Set problem | Rewrite the lines below with "occluded and truncated" replaced by "hidden and cut-off" every time it appears, keeping everything else the same. Leave the pictures out of your answer.

[Extracted lines]
======
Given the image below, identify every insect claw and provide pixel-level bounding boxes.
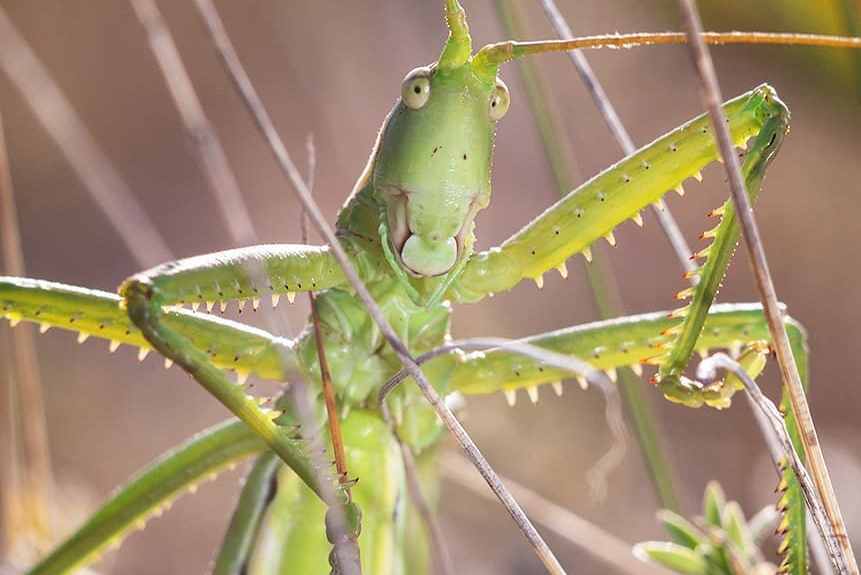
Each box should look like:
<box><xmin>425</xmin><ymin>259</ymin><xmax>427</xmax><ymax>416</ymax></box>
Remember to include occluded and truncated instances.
<box><xmin>581</xmin><ymin>246</ymin><xmax>592</xmax><ymax>264</ymax></box>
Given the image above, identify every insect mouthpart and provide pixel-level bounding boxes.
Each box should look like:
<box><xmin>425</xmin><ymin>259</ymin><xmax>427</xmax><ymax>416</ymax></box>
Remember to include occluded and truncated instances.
<box><xmin>387</xmin><ymin>189</ymin><xmax>473</xmax><ymax>277</ymax></box>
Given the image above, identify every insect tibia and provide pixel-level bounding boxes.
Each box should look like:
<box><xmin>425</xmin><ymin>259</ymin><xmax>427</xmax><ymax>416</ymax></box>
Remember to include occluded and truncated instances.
<box><xmin>660</xmin><ymin>98</ymin><xmax>789</xmax><ymax>392</ymax></box>
<box><xmin>0</xmin><ymin>277</ymin><xmax>296</xmax><ymax>383</ymax></box>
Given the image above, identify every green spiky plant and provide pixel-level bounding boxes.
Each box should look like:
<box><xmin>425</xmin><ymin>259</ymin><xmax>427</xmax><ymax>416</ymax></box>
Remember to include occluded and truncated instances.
<box><xmin>634</xmin><ymin>482</ymin><xmax>796</xmax><ymax>575</ymax></box>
======
Response for this exercise |
Given the image below, identify every insect claw and provide pixel-level bounding boxes.
Each box should look like:
<box><xmin>425</xmin><ymin>259</ymin><xmax>427</xmax><ymax>416</ymax></box>
Remember to include hidden and cut-off instances.
<box><xmin>581</xmin><ymin>246</ymin><xmax>592</xmax><ymax>264</ymax></box>
Given the image above, identify every insect mouthpart and provide pixel-level bounding boxes.
Each box should look like:
<box><xmin>425</xmin><ymin>259</ymin><xmax>427</xmax><ymax>416</ymax></box>
Remember to include hidden and cut-off instances.
<box><xmin>387</xmin><ymin>189</ymin><xmax>473</xmax><ymax>277</ymax></box>
Given the image above, identify every insect tibia and provide pixel-level bounding boxes.
Each box should look like:
<box><xmin>425</xmin><ymin>259</ymin><xmax>427</xmax><ymax>416</ymax></box>
Remember to include hidden and cut-off instances.
<box><xmin>660</xmin><ymin>98</ymin><xmax>789</xmax><ymax>392</ymax></box>
<box><xmin>0</xmin><ymin>277</ymin><xmax>296</xmax><ymax>383</ymax></box>
Given the image above, identify every green spiky plant and provide pixel-level bounding boxes.
Each box should look like:
<box><xmin>425</xmin><ymin>259</ymin><xmax>427</xmax><ymax>416</ymax></box>
Remember to include hidden and cut-off instances.
<box><xmin>634</xmin><ymin>482</ymin><xmax>796</xmax><ymax>575</ymax></box>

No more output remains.